"""
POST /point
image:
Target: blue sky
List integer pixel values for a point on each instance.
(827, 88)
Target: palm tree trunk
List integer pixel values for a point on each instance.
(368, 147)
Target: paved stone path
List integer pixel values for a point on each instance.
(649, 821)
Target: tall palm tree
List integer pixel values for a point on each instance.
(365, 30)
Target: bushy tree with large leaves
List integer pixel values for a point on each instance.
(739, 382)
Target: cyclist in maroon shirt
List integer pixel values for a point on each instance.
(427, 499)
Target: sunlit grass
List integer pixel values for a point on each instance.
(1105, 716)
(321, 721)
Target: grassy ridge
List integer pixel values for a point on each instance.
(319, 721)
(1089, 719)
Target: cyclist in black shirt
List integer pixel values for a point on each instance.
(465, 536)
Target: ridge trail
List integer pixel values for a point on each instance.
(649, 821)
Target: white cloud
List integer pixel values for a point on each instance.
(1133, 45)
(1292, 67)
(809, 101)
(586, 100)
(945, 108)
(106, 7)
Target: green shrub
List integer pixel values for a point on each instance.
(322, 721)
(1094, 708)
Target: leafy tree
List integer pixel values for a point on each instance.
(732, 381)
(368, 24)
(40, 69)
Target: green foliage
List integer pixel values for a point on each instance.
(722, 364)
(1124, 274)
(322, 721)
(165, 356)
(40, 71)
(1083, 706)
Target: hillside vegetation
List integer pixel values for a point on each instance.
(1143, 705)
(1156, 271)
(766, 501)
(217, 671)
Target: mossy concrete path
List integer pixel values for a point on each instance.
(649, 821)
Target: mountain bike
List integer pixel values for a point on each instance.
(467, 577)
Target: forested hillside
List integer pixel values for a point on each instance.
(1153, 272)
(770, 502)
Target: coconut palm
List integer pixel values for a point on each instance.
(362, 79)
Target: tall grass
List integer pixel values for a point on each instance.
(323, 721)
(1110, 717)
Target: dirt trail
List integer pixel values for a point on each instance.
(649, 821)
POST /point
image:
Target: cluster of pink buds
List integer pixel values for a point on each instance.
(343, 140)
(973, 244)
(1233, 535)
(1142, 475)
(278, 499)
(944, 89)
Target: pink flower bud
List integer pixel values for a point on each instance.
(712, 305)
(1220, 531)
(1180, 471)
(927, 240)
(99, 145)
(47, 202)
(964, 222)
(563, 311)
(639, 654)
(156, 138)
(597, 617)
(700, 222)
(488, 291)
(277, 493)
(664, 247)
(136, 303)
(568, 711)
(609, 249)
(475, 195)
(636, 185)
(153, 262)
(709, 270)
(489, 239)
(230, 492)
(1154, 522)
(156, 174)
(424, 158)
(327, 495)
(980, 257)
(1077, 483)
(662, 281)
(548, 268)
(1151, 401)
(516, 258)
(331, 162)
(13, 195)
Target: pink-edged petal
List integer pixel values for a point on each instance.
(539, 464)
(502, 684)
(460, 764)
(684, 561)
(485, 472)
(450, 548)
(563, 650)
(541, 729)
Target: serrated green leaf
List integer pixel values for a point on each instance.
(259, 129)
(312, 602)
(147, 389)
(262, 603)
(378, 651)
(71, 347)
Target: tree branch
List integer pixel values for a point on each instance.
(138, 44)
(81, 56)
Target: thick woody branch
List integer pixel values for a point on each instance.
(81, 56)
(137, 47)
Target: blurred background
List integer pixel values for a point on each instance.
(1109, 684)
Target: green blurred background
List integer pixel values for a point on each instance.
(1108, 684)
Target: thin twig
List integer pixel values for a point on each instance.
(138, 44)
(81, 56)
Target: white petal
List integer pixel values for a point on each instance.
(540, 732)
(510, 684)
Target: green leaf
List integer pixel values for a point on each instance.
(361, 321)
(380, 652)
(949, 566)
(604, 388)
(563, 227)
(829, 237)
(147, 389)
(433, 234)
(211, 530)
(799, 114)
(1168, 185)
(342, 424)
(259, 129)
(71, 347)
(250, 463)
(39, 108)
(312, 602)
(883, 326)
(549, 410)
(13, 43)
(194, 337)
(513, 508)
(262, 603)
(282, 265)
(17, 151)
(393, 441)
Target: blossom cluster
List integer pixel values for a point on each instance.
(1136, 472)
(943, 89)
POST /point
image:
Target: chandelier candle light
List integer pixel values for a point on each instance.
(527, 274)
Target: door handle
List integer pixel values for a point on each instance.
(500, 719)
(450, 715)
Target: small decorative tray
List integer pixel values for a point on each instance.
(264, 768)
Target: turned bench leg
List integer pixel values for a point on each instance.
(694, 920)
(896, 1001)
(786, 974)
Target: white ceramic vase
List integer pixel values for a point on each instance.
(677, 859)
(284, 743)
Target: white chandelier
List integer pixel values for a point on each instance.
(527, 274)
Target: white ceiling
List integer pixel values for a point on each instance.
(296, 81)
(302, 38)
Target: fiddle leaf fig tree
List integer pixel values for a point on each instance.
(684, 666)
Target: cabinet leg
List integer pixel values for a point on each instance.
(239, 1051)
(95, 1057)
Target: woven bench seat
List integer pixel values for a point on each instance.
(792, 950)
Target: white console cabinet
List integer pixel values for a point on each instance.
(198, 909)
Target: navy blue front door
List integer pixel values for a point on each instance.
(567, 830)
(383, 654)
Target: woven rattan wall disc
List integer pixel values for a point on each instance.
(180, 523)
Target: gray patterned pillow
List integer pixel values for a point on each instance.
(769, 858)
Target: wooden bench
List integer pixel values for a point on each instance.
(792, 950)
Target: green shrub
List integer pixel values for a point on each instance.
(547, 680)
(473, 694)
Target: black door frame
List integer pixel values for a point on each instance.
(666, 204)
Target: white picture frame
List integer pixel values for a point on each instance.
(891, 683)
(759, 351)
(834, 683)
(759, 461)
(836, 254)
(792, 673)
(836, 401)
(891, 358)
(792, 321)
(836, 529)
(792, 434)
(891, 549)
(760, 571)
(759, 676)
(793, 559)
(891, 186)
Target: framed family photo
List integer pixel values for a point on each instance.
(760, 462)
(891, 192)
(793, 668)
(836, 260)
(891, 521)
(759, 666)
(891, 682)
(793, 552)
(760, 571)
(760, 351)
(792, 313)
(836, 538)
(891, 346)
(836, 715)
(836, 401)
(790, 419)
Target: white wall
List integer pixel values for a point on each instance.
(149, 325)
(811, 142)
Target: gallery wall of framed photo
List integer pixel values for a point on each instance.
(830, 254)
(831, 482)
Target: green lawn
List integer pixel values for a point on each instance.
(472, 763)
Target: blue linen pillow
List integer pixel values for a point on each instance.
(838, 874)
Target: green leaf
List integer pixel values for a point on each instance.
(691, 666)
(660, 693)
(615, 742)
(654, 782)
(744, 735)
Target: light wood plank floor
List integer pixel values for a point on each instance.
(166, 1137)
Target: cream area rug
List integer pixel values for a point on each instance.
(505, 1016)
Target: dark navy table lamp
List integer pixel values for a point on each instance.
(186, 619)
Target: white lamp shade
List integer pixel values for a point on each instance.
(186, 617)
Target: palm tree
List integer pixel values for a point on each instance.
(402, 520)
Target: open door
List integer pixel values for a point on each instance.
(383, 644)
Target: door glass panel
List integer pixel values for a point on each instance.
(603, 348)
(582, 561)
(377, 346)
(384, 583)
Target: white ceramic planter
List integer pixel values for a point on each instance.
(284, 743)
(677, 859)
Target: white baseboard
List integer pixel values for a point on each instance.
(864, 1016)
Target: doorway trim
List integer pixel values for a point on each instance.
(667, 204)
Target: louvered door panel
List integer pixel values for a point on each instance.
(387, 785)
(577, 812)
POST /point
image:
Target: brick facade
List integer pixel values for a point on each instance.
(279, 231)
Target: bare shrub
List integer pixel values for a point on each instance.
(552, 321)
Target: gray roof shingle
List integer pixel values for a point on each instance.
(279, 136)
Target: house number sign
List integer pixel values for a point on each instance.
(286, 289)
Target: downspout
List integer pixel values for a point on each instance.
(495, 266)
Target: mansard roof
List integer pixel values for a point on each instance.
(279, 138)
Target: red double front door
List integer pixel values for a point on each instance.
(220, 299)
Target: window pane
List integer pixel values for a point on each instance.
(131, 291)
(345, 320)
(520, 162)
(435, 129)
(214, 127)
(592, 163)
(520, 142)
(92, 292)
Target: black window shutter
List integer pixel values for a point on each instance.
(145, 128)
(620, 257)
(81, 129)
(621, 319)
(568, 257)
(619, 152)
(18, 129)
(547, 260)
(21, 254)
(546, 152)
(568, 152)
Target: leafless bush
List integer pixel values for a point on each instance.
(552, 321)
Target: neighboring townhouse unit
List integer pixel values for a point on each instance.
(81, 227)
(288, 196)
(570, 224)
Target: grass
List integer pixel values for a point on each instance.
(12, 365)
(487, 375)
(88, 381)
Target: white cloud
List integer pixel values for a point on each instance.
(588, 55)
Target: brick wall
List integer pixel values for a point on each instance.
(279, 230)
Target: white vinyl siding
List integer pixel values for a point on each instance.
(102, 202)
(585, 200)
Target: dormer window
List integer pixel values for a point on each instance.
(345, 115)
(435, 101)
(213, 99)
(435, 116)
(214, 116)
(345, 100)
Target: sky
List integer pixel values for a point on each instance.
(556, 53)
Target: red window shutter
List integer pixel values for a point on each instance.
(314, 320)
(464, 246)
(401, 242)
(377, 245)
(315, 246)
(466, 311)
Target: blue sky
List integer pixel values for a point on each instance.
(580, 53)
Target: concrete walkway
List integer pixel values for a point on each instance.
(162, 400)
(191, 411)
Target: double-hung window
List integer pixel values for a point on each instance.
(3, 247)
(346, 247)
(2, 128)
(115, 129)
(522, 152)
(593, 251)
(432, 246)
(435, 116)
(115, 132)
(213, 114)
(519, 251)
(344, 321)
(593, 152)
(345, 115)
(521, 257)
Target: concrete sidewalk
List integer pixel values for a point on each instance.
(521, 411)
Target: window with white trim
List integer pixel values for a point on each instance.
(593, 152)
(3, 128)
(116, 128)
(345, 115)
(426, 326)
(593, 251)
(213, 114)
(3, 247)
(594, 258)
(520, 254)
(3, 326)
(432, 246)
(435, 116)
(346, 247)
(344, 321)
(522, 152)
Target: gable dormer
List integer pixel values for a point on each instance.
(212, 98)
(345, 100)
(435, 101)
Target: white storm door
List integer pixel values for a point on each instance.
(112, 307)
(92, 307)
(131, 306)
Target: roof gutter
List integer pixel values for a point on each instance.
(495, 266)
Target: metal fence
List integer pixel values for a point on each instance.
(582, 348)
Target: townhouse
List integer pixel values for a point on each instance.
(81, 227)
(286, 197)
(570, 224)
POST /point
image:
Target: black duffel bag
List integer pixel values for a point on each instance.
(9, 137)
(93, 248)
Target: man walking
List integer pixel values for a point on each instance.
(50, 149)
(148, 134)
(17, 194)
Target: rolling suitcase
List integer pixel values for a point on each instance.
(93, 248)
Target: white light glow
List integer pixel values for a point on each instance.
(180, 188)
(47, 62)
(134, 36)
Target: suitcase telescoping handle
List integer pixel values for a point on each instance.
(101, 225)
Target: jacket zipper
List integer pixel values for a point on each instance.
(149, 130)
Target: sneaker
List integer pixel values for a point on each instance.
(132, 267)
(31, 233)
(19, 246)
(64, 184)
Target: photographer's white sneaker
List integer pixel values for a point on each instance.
"""
### SHORT EXERCISE
Reproduce the rows from the line containing "Target: roof gutter" through the final row, inclusive, replacing "sneaker" with "running shoe" and leaving everything else unchanged.

### RESULT
Target: roof gutter
List integer pixel values for a point on each instance.
(495, 266)
Target: metal fence
List integer pixel values for a point on each instance.
(582, 348)
Target: townhouse
List integer pixel values for a point on each instance.
(81, 227)
(286, 197)
(570, 224)
POST /point
image:
Target: black duffel bag
List integer pixel values for a point on each instance.
(9, 137)
(93, 248)
Target: man walking
List integer pixel values for a point on each instance.
(50, 149)
(148, 134)
(17, 194)
Target: rolling suitcase
List integer pixel values for a point on each instance.
(93, 248)
Target: white light glow
List integer pixel values for a point on each instance.
(180, 188)
(47, 62)
(134, 36)
Target: suitcase telescoping handle
List integer pixel values for a point on each instance.
(101, 225)
Target: jacket zipper
List integer pixel values for a point on each instance.
(149, 130)
Target: running shoe
List integer pixel values for a point on each instance.
(132, 267)
(31, 233)
(19, 246)
(64, 184)
Target: photographer's white running shoe
List integer pixel values for a point on each instance.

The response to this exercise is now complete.